● Requirements:
Update the part of the items that opens with the line containing "Could you mark the region of every instance of the black" and closes with the line containing "Now the black": change "black iron fence" to "wooden picket fence" and keep everything else the same. Return only those lines.
-- Begin --
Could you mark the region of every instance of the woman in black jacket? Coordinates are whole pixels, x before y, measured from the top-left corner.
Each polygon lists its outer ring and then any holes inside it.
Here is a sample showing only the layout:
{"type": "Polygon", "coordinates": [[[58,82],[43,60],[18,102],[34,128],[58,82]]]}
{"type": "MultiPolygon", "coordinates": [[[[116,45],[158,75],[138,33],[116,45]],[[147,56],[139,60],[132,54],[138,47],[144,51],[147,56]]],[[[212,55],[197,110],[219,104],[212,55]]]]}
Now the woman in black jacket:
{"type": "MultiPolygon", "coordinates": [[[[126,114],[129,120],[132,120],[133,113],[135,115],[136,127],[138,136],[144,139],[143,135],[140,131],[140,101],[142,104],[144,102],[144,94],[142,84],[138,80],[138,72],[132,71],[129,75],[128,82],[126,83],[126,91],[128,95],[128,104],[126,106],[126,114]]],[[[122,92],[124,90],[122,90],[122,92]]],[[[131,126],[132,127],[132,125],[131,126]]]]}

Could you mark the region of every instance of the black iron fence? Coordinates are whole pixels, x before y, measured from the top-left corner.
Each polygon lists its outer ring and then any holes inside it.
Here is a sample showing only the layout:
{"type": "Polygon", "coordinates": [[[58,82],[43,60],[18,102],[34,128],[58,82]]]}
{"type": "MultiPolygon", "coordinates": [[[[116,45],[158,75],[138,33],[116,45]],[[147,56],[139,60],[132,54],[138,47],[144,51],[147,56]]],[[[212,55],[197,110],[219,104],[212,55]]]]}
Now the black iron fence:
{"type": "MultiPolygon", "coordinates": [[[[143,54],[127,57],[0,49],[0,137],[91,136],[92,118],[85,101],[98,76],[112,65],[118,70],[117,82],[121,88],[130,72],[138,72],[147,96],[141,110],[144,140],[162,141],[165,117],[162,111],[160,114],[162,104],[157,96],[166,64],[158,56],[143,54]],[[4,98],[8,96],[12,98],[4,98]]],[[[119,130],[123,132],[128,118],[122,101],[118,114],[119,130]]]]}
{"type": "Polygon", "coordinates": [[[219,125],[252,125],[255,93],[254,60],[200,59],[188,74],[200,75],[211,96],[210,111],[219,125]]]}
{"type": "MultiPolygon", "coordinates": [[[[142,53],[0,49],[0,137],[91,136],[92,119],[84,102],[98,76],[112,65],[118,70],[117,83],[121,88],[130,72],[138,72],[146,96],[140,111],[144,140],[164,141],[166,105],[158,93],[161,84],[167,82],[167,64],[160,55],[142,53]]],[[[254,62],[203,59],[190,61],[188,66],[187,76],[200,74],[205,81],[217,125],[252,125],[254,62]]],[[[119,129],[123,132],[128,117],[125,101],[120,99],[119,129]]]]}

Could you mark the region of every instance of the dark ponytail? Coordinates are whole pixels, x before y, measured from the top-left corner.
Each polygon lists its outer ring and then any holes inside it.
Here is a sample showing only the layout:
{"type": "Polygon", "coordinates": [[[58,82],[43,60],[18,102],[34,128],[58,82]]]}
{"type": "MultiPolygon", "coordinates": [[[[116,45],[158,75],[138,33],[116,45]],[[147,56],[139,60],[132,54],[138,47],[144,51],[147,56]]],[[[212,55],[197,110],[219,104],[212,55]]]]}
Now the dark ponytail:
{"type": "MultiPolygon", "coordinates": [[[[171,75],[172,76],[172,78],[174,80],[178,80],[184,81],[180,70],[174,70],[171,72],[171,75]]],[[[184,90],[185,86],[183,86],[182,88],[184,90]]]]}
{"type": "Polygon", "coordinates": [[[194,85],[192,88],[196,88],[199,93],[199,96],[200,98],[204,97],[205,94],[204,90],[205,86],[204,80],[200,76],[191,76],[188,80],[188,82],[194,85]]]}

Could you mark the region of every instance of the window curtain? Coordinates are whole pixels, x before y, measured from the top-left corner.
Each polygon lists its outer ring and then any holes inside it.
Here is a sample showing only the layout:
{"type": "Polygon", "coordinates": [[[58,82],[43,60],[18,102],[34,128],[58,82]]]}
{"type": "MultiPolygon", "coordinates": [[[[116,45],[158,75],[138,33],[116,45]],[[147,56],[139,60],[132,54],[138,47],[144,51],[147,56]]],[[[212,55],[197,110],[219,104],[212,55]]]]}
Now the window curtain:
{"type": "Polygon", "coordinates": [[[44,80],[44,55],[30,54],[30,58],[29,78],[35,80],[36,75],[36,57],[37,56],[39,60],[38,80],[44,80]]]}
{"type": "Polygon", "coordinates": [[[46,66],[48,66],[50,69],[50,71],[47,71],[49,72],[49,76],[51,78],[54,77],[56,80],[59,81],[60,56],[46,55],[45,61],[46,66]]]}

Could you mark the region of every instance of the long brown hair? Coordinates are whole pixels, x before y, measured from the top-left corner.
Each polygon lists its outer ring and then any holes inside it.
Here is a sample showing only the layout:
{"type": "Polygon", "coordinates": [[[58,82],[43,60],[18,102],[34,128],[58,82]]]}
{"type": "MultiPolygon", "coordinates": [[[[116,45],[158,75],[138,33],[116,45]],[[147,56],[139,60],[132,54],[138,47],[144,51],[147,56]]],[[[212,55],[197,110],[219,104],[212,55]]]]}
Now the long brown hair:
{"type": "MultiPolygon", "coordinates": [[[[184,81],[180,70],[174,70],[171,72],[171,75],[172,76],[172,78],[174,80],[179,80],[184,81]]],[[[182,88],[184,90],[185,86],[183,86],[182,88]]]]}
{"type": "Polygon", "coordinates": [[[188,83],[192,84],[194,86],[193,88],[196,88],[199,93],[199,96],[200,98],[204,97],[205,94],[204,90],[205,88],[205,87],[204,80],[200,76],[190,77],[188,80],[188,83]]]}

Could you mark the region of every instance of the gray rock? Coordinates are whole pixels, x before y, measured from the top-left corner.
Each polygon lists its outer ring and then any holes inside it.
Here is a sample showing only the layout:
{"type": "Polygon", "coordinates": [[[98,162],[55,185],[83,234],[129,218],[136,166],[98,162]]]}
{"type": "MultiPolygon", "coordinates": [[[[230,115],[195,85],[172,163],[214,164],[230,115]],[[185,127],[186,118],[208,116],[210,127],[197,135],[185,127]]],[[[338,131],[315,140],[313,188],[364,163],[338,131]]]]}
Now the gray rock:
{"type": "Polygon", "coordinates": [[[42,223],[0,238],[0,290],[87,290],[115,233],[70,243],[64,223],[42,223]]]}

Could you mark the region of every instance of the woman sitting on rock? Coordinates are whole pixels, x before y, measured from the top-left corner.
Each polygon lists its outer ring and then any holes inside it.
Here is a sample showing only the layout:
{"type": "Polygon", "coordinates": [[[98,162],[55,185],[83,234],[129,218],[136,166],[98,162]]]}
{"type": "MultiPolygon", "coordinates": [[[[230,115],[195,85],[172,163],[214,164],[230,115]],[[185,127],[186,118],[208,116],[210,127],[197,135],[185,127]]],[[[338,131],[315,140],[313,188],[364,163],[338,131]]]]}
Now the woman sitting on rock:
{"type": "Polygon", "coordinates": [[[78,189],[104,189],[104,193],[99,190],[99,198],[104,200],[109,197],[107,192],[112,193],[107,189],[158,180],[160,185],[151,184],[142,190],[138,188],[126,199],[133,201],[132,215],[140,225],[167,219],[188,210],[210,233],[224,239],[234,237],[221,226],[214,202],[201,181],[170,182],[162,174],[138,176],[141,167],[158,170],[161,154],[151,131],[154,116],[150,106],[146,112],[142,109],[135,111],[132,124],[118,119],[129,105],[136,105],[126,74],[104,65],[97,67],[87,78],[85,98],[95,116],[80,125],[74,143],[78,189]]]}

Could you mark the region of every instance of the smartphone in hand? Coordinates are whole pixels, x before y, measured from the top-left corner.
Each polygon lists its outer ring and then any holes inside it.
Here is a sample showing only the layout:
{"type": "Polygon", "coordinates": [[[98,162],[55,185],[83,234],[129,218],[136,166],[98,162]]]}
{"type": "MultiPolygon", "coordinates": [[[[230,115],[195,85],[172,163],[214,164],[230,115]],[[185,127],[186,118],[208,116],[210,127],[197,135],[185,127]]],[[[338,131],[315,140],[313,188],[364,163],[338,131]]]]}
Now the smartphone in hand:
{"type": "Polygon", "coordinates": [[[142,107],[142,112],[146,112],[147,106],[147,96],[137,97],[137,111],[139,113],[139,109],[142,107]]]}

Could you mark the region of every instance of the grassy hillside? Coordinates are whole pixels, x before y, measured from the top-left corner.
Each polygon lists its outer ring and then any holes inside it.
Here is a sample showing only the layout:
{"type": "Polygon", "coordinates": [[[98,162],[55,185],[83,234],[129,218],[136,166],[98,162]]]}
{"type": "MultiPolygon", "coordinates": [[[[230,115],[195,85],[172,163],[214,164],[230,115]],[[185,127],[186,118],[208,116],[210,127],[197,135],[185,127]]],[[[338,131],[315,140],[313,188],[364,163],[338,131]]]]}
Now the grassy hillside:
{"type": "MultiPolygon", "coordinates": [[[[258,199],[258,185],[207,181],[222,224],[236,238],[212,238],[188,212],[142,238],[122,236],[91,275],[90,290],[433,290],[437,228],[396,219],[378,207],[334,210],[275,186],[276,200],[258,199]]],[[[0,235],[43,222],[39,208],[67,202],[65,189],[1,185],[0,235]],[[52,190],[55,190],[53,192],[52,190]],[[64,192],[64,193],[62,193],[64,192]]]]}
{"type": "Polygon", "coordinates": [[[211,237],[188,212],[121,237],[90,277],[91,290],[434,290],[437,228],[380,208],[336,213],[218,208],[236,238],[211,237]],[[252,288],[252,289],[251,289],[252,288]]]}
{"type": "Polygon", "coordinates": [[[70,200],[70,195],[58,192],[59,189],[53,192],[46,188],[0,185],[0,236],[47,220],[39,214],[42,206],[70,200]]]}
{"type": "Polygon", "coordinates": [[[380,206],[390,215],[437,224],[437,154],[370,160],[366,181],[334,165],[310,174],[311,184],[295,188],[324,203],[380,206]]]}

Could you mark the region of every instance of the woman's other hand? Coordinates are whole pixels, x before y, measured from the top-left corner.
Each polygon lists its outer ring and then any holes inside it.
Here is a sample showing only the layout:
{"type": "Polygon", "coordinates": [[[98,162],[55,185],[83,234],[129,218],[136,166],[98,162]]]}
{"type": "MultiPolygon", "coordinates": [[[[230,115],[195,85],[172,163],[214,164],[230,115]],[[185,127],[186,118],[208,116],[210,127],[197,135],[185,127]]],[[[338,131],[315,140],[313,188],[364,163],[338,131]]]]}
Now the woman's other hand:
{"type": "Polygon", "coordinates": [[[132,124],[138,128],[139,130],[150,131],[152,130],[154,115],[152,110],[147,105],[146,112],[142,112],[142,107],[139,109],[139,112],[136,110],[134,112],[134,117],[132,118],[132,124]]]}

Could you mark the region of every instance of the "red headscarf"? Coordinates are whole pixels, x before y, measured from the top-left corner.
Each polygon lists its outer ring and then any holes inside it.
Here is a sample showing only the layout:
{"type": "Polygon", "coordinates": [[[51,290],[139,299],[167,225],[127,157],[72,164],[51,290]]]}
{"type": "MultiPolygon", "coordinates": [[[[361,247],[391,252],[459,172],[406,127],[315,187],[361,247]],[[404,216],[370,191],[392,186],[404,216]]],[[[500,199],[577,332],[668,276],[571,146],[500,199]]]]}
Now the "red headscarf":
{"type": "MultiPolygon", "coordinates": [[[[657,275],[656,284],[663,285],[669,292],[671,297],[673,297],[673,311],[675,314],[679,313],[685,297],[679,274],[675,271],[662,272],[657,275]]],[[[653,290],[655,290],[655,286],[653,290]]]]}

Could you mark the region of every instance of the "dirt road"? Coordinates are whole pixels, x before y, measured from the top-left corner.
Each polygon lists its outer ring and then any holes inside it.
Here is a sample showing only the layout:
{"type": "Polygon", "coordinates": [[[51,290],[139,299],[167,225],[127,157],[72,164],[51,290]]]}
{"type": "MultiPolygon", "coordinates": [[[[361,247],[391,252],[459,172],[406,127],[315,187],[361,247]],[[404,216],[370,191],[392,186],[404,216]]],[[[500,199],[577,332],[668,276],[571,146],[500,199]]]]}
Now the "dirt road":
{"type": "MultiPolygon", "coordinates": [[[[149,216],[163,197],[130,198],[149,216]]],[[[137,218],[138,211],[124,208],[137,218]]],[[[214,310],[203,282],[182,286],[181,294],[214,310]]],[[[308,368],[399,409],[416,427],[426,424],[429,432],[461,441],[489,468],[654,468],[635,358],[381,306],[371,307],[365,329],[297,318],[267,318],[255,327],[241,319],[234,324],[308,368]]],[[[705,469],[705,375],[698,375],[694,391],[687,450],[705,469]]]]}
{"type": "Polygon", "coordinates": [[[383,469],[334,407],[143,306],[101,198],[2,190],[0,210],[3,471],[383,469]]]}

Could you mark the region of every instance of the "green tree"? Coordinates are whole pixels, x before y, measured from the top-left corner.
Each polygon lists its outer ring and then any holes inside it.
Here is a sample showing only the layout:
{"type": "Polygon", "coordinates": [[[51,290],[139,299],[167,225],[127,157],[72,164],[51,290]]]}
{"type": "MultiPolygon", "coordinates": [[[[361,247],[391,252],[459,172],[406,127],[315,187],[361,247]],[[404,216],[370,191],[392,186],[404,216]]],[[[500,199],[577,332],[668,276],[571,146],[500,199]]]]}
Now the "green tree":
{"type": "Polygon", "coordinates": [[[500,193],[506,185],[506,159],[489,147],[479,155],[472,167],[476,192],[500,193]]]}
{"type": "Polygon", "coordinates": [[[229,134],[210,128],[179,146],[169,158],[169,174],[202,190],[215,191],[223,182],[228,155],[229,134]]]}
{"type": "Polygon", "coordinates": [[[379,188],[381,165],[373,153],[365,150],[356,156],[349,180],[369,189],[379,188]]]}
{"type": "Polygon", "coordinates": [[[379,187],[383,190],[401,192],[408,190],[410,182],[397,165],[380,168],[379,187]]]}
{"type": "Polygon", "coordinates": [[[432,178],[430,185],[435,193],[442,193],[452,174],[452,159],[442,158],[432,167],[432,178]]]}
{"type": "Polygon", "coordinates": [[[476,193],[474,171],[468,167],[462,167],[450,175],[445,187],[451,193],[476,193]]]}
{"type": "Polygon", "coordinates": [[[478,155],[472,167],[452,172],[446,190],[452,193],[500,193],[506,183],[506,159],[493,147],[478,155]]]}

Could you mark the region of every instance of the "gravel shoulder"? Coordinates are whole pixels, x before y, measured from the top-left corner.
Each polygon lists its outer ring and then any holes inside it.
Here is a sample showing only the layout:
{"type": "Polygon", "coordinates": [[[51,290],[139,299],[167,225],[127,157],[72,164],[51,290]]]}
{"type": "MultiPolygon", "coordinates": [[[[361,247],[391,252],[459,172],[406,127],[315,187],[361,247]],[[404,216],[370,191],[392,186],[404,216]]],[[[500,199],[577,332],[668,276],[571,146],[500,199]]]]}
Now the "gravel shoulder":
-- End --
● Solution:
Could you mark the region of every instance of the wooden picket fence? Coordinates are whole pixels, x before y, measured from the top-left corner.
Each polygon lists its outer ring and then any holes inside it.
Here is a sample showing only the layout:
{"type": "Polygon", "coordinates": [[[58,82],[43,60],[18,102],[34,128],[58,82]]]}
{"type": "MultiPolygon", "coordinates": [[[[116,45],[158,75],[138,33],[116,45]],[[147,56],[139,60],[132,54],[138,47],[144,51],[147,56]]],[[[212,55],[197,110],[219,104],[212,55]]]]}
Now the wooden picket fence:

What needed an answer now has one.